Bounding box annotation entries
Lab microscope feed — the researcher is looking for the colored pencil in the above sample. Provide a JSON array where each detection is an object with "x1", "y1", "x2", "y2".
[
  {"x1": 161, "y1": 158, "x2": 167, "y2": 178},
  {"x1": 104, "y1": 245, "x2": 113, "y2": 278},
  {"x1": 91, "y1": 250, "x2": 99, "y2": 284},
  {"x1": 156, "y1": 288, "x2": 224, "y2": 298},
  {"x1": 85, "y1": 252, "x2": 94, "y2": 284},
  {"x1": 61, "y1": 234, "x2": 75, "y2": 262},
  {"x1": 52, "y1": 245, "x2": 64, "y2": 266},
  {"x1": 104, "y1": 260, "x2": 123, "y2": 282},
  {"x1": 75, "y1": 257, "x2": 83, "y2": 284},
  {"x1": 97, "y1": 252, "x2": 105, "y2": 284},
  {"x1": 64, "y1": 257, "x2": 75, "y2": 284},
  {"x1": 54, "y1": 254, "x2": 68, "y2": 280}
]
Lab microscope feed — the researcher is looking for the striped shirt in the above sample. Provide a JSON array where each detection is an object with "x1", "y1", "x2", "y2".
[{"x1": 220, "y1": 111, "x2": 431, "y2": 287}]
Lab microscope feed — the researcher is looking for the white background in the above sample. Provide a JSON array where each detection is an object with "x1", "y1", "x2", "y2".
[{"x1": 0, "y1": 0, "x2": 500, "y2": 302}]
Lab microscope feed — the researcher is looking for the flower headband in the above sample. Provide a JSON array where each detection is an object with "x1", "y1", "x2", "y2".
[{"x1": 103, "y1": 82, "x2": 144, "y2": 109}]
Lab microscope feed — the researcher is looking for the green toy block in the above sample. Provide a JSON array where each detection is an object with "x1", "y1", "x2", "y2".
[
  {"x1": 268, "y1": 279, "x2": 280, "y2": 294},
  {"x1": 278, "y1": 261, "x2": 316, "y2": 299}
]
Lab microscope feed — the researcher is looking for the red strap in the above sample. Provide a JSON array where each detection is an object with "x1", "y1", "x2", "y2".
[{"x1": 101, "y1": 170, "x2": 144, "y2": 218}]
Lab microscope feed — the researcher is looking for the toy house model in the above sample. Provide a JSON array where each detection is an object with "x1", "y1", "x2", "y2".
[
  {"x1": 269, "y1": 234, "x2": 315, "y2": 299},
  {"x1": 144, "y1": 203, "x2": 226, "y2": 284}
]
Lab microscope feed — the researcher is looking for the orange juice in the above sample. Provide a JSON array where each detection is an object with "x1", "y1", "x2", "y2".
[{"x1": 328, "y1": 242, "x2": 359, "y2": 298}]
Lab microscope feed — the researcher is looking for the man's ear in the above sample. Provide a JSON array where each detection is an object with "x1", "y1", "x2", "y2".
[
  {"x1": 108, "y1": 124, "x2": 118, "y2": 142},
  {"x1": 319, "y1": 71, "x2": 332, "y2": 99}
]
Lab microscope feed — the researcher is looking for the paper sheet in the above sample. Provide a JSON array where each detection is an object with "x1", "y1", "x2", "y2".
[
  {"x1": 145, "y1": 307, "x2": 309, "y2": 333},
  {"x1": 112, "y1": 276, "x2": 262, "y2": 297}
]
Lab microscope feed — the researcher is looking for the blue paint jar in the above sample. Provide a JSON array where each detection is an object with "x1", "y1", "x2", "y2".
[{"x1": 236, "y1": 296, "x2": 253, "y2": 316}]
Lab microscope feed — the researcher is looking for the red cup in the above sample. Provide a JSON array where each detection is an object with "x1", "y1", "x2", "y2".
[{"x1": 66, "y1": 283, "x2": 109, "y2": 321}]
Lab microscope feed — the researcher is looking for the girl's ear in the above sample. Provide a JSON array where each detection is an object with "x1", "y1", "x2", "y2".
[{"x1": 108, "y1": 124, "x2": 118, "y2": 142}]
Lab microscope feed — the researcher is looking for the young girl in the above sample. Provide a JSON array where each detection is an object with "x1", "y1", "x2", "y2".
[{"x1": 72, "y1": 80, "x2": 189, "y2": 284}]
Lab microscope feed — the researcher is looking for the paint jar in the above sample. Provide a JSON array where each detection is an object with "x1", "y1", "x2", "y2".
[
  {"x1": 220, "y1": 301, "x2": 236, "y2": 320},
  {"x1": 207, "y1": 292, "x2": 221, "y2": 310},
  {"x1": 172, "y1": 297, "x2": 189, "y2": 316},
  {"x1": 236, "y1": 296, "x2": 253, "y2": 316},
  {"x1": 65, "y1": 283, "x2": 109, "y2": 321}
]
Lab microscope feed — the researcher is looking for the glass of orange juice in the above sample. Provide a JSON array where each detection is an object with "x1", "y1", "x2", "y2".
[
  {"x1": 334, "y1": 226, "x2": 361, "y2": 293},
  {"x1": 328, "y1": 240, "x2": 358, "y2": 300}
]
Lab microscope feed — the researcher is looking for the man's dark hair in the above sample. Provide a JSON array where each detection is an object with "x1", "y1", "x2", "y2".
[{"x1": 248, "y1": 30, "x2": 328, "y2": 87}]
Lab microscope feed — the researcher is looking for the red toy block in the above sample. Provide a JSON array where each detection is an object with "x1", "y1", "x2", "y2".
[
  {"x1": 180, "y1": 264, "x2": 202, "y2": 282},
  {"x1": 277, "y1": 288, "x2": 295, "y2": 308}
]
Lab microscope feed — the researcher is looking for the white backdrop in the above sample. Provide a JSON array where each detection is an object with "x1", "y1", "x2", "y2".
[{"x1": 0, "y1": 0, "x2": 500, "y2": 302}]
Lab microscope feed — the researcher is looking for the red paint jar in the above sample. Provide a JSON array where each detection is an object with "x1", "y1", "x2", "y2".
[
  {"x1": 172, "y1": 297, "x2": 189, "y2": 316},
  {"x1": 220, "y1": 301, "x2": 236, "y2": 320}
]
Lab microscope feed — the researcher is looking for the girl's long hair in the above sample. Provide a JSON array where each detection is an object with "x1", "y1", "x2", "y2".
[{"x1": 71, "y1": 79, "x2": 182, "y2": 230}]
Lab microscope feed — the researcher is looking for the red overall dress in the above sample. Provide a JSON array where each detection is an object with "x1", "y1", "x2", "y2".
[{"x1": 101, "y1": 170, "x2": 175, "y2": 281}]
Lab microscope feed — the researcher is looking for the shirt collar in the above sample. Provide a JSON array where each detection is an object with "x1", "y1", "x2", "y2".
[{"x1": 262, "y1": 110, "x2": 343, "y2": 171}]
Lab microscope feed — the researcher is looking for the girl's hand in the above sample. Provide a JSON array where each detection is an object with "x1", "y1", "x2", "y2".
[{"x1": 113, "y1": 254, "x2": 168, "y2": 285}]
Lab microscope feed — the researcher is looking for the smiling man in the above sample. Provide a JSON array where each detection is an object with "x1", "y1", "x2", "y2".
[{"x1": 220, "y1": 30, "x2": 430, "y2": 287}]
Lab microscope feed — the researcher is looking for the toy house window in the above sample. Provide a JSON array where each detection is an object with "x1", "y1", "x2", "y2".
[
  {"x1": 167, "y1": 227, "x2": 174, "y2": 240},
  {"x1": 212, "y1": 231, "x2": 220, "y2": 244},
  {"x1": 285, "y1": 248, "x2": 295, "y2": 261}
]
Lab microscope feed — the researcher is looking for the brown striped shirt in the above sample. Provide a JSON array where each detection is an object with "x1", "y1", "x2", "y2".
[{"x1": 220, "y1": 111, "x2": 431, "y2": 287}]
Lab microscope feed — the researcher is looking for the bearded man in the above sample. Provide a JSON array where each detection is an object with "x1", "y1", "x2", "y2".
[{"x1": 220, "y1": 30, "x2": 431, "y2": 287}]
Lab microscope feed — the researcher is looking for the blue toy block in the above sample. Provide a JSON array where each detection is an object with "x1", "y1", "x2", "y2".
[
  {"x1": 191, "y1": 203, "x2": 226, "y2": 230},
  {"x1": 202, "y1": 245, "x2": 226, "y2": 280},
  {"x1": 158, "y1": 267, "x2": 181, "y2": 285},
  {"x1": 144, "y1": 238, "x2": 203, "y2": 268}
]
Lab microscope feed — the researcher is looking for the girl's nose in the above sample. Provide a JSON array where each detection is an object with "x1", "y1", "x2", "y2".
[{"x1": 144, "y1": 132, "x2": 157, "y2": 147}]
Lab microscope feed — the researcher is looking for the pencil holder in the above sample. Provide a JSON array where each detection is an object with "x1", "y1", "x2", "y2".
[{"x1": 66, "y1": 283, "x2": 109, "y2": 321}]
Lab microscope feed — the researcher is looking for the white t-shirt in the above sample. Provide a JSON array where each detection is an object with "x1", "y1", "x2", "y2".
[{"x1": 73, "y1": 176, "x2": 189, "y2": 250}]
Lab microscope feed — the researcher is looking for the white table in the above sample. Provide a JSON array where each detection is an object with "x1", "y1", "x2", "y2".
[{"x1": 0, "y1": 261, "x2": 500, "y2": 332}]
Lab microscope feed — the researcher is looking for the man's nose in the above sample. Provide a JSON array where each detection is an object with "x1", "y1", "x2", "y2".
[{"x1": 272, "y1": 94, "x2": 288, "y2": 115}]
==
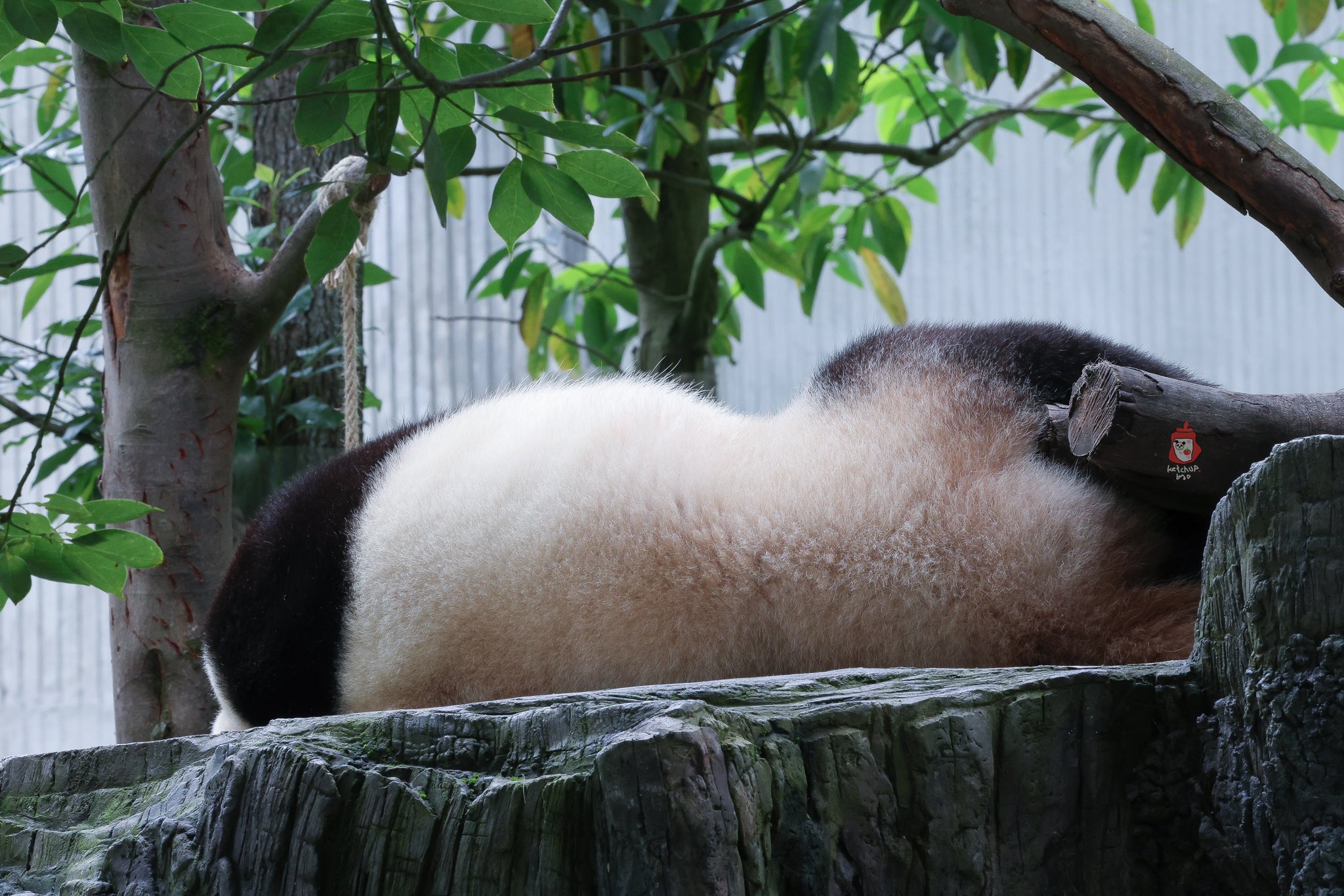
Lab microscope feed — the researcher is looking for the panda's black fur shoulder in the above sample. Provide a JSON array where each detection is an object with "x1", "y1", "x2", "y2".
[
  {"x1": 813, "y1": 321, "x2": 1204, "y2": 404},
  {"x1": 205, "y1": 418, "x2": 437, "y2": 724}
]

__What the task asks__: Find every line in the items above that holds the word "paint", and copy each of those lines. Case counts.

__Solved exercise__:
Lab microscope feed — the researcher is looking for the blue paint jar in the above sample. Provide a JSON array where each detection is an object with "x1", "y1", "x2", "y2".
Lab microscope feed — the researcher is looking for the paint jar in the above sample. Provide a JSON array where each detection is an object with "x1", "y1", "x2", "y2".
Lab microscope feed — the researcher is looking for the red paint jar in the above sample. Provide a JSON array where each detection is an object with "x1", "y1", "x2", "y2".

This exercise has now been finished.